Pemerintah Hindia-Belanda sendiri mulai mengintervensi-langsung Tana Luwu ketika fajar menyingsing pada abad 20, selain ke wilayah lain di Sulawesi pedalaman seperti Bone. Gubernur Jenderal Van Heutsz, yang berbekal pengalaman Perang Aceh, mengirim ekspedisi militer yang agresif ke Tana Luwu lewat jalur laut di Teluk Bone dan mendarat di pantai Palopo. Mereka mematahkan perlawanan Andi Tadda, hulubalang Kedatuan Luwu, di Ponjalae. Peristiwa (event) tersebut sesungguhnya mungkin dapat ditelusuri lebih jauh lagi: apakah event tersebut tidak sama sekali atau kemudian malah menjadi presensi (hadir) terhadap representasi militansi di kalangan aristoktasi? Militer kolonial Belada masuk Kota Palopo pada Oktober 1905. Luwu kemudian dikonstruk ke dalam struktur wilayah administratif Afdeling Gouvernement Celebes en Onderhoorigheden di bawah asisten residen Belanda.

▶ _Data kutipan_:
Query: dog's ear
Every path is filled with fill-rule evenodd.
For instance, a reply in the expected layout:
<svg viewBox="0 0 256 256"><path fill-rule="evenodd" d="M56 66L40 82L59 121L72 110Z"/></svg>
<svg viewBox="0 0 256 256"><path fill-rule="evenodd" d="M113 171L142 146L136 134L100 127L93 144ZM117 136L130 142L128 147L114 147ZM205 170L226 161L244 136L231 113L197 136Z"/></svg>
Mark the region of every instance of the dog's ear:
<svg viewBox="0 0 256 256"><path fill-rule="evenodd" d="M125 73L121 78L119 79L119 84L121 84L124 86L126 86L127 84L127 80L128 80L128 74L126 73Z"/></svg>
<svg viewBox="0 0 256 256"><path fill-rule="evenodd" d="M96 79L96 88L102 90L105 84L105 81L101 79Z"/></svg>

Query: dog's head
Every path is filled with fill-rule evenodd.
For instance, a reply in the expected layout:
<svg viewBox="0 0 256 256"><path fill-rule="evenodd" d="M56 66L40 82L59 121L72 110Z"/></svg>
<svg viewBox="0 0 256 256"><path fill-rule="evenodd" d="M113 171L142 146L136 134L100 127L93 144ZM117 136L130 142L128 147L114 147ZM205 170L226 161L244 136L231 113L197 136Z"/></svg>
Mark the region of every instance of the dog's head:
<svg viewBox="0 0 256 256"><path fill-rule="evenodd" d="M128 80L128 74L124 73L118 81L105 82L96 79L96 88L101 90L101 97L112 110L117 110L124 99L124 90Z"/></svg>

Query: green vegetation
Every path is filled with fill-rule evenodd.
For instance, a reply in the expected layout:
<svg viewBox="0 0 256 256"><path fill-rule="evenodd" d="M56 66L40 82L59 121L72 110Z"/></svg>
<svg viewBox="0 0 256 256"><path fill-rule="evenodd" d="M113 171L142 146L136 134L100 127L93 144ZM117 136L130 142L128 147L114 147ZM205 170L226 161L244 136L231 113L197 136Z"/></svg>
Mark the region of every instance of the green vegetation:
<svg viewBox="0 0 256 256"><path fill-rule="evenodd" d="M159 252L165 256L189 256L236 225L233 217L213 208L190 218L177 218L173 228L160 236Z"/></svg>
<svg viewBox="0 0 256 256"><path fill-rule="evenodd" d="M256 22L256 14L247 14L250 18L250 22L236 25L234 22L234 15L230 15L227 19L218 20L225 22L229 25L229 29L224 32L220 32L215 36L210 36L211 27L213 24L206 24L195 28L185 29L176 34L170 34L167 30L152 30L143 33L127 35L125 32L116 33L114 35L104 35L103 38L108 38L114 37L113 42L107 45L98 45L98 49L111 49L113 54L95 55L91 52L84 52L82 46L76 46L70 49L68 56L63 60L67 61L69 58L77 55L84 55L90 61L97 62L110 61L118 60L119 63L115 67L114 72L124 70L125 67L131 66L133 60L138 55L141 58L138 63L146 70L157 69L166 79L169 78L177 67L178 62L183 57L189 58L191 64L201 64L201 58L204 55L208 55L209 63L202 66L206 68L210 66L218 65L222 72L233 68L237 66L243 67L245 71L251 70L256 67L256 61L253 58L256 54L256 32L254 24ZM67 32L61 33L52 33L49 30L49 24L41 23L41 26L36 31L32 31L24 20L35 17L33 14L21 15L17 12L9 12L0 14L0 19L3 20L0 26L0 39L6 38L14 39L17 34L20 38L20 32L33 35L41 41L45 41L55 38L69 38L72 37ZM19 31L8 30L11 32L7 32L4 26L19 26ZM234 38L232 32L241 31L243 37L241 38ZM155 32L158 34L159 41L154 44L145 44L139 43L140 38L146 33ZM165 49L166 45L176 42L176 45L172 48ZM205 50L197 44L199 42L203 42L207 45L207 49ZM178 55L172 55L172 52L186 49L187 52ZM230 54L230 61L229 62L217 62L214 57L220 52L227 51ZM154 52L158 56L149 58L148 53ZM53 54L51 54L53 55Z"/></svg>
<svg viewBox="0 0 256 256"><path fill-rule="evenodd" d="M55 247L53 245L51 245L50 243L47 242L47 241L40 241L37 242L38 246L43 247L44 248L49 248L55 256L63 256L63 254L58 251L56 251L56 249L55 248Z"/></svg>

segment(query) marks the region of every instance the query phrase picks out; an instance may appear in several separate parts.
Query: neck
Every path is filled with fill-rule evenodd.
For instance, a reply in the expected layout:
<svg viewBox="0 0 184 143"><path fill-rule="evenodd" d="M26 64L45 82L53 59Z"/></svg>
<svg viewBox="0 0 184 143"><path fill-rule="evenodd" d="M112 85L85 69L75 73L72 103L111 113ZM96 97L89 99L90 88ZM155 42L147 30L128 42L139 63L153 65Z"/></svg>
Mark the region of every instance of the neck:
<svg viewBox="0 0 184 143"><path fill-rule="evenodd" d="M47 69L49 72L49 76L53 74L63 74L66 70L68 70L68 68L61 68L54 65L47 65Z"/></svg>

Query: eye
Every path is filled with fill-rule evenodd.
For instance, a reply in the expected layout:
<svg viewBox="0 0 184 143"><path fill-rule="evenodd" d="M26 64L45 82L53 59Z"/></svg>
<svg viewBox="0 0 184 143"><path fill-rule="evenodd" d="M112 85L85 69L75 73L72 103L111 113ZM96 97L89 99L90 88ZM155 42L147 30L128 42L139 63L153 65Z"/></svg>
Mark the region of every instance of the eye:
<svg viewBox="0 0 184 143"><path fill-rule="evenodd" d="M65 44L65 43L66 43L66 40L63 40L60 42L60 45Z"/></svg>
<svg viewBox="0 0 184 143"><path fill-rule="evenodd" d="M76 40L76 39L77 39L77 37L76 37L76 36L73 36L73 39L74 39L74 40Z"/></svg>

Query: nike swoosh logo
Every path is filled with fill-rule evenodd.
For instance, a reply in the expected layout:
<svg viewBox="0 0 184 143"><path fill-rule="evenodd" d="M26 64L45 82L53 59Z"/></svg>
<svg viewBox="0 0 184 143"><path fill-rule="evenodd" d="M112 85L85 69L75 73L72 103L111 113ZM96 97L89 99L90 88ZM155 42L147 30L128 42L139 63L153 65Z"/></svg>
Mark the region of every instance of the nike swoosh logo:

▶ _Tugas yang diberikan_:
Salin tanpa perubahan bagian teks tentang Tana Luwu yang dimulai dengan "Pemerintah Hindia-Belanda sendiri" dan berlanjut sampai "asisten residen Belanda.".

▶ _Jawaban akhir_:
Pemerintah Hindia-Belanda sendiri mulai mengintervensi-langsung Tana Luwu ketika fajar menyingsing pada abad 20, selain ke wilayah lain di Sulawesi pedalaman seperti Bone. Gubernur Jenderal Van Heutsz, yang berbekal pengalaman Perang Aceh, mengirim ekspedisi militer yang agresif ke Tana Luwu lewat jalur laut di Teluk Bone dan mendarat di pantai Palopo. Mereka mematahkan perlawanan Andi Tadda, hulubalang Kedatuan Luwu, di Ponjalae. Peristiwa (event) tersebut sesungguhnya mungkin dapat ditelusuri lebih jauh lagi: apakah event tersebut tidak sama sekali atau kemudian malah menjadi presensi (hadir) terhadap representasi militansi di kalangan aristoktasi? Militer kolonial Belada masuk Kota Palopo pada Oktober 1905. Luwu kemudian dikonstruk ke dalam struktur wilayah administratif Afdeling Gouvernement Celebes en Onderhoorigheden di bawah asisten residen Belanda.